The exercise →
Reproduce every one of the records below word for word, changing nothing.

Extracted material →
▼▼▼

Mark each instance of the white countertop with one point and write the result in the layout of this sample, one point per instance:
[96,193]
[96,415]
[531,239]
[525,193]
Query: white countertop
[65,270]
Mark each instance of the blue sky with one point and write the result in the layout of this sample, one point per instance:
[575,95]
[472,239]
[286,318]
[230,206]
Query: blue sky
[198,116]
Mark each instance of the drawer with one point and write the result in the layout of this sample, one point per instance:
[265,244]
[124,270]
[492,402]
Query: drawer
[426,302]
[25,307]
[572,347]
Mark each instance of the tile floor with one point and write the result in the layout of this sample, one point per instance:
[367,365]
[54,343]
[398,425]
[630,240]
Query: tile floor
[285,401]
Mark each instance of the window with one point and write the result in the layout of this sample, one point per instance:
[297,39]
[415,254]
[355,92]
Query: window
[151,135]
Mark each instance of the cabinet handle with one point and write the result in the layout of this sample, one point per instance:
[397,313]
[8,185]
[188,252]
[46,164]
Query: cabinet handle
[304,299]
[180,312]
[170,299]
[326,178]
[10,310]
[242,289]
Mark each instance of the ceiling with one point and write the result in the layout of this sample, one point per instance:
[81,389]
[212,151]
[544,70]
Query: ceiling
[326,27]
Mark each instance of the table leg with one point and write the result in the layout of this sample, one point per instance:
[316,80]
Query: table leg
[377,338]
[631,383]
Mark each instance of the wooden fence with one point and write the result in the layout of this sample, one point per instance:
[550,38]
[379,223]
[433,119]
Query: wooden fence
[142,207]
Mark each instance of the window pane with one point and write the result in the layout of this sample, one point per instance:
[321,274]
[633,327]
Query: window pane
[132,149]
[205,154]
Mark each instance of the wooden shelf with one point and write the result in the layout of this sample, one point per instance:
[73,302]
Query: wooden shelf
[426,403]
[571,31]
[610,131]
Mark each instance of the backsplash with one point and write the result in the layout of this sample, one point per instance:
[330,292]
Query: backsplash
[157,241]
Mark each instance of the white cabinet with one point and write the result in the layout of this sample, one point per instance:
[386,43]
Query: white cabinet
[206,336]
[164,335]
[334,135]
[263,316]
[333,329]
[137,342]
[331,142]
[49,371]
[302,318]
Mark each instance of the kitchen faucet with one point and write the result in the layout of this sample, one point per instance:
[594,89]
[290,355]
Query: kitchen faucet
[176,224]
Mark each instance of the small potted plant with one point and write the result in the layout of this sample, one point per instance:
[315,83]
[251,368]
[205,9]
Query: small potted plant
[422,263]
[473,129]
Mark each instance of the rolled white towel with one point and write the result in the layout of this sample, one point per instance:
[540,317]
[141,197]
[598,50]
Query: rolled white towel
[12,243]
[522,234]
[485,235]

▲▲▲

Complete output →
Mark each instance of the white countertop with one point and write the result in the layout of this sample, one point per instance:
[96,193]
[96,415]
[531,239]
[525,193]
Query: white countertop
[65,270]
Mark each instance of the blue sky with one point and write the result in the layout of this sample, one point per instance:
[575,95]
[472,239]
[286,318]
[230,206]
Query: blue sky
[198,116]
Mark each instance of the drawer with one point and write the result in the layout of this sample, one point per instance:
[265,244]
[124,270]
[492,402]
Query: drawer
[426,302]
[25,307]
[572,347]
Mark each instance of the tile floor with one point and write the result in the layout of this sample, one point per instance:
[367,365]
[54,343]
[398,425]
[630,240]
Query: tile floor
[285,401]
Mark each instance of the window with one point and write the result in the layout of this sample, one point per instance:
[297,39]
[415,254]
[355,92]
Query: window
[151,135]
Mark each instance of the cabinet handle with one point and write the result in the layout of this sample, one point per instance:
[397,313]
[8,185]
[188,252]
[46,164]
Query: cabinet handle
[304,299]
[180,312]
[170,299]
[326,178]
[10,310]
[242,289]
Mark each instance of the ceiling with one point and write the result in the layout of this sample, one point per instance:
[81,389]
[212,151]
[544,70]
Query: ceiling
[326,27]
Mark each instance of the table leg with one point and write the result in the layout of this sample, one point per instance:
[316,80]
Query: table leg
[377,338]
[631,383]
Mark each instance of the wooden fence with one point and write the result in the layout of this sample, one point per instance:
[550,38]
[379,223]
[433,119]
Query: wooden fence
[142,207]
Mark each instance of the window pane with one point and write the result in the layout of this sample, one point per instance:
[321,274]
[633,327]
Query: window pane
[132,149]
[205,154]
Mark each instance of the wooden shelf with one point and write the result in the layout of this sample, one point per instance:
[73,302]
Query: wooden shelf
[426,403]
[571,31]
[610,131]
Mark each instance of the backsplash with one point and write the result in the layout of this sample, one point per instance:
[330,292]
Query: backsplash
[157,241]
Mark each instance of the white cabinet with one point and write the result in the layout of this sample, one point per instance:
[386,43]
Query: white cabinet
[206,336]
[164,335]
[334,135]
[263,316]
[333,329]
[137,342]
[331,142]
[49,371]
[302,318]
Mark each instance of the kitchen faucet with one point and write the result in the layout of this sample, one point per instance:
[594,89]
[290,355]
Query: kitchen faucet
[176,224]
Mark each instance of the small potted plant with one point and write the result in the layout of this sample, one point per instance:
[315,83]
[251,368]
[205,9]
Query: small potted plant
[422,263]
[473,129]
Mark each instance of the rolled white towel with one point and write the result in the layout of this sample, one point per instance:
[540,317]
[141,197]
[598,50]
Query: rolled white towel
[12,243]
[522,234]
[485,235]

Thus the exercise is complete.